INPUT DATA:
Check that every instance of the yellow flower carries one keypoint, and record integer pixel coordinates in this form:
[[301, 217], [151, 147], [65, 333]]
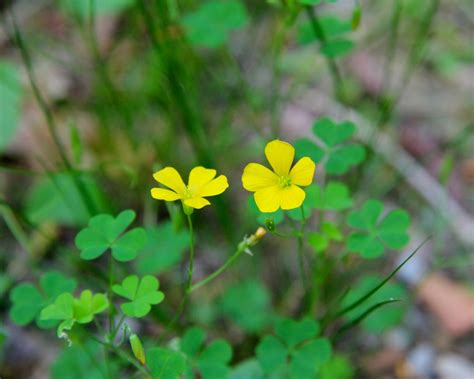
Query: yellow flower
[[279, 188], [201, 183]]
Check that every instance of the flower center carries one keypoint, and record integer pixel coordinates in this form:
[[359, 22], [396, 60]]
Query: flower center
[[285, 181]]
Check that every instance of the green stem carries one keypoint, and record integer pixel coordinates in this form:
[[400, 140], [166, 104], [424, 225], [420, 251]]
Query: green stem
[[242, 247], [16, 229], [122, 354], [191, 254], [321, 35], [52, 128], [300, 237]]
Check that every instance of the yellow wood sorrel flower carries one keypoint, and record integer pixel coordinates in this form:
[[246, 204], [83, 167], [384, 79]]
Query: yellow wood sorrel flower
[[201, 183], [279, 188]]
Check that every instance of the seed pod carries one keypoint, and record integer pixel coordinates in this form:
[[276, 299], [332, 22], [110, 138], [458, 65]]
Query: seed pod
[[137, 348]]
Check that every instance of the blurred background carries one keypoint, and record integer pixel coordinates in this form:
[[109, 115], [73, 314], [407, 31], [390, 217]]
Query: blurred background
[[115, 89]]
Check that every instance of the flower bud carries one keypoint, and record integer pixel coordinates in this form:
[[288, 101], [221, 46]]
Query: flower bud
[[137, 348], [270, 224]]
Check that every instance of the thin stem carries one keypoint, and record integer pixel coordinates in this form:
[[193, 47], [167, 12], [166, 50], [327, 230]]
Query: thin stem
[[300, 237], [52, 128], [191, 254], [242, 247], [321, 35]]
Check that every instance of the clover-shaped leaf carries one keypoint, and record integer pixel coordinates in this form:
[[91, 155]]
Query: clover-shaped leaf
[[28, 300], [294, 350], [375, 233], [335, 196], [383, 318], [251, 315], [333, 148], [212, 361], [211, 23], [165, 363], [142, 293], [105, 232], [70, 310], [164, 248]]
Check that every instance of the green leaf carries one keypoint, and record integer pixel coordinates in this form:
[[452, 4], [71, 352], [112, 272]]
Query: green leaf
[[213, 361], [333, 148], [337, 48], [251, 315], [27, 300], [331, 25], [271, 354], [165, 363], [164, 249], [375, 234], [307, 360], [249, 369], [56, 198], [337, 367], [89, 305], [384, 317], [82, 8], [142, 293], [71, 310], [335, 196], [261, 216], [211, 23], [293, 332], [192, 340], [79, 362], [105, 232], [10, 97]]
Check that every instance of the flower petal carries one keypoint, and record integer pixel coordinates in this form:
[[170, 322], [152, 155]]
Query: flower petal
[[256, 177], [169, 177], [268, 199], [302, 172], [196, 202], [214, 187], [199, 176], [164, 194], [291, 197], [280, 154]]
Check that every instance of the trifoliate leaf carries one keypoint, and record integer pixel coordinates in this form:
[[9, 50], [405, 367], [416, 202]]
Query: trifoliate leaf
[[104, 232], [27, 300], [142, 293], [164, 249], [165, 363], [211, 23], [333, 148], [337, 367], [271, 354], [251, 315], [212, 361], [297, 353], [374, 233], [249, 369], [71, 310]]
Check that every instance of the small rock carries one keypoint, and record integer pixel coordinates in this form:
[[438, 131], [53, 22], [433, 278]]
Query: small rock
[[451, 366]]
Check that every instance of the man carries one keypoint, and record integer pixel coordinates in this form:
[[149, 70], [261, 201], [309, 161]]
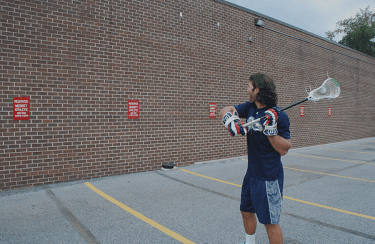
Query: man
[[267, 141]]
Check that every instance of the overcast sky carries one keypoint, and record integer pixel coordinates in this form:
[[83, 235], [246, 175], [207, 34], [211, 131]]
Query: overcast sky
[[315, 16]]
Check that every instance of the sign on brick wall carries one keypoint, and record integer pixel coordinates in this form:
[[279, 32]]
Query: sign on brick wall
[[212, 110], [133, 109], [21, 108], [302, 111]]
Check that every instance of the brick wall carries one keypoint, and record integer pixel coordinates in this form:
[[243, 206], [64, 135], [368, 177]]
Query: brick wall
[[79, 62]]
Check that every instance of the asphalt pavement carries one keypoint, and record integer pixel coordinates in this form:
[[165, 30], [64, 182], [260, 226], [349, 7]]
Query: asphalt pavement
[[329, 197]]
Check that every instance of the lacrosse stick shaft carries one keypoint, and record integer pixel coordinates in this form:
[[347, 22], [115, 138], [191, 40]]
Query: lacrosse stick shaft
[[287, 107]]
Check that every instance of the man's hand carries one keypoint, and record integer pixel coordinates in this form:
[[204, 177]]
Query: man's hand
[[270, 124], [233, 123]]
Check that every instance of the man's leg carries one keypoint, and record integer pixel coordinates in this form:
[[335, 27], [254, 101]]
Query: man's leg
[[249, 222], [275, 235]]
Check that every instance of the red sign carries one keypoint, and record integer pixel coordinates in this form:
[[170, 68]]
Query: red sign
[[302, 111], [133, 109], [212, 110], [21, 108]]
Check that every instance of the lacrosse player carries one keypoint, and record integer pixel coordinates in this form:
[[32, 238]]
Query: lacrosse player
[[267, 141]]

TO DO: Every line above from the line with "Query: green stem" to the line with "Check that every instance of the seed", inclusive, must be returned exactly; no other line belongs in the reply.

SOLUTION BELOW:
Query: green stem
[[242, 247], [16, 229], [122, 354], [191, 254], [321, 35], [52, 128], [300, 237]]
Check that every instance of the yellow wood sorrel flower carries one keypoint, and record integer pixel coordinates in this form:
[[246, 204], [83, 167], [384, 79]]
Query: yellow wood sorrel flower
[[201, 183], [279, 188]]
Check that every instance of the seed pod carries one keypoint, and record integer pixel coordinates in this form:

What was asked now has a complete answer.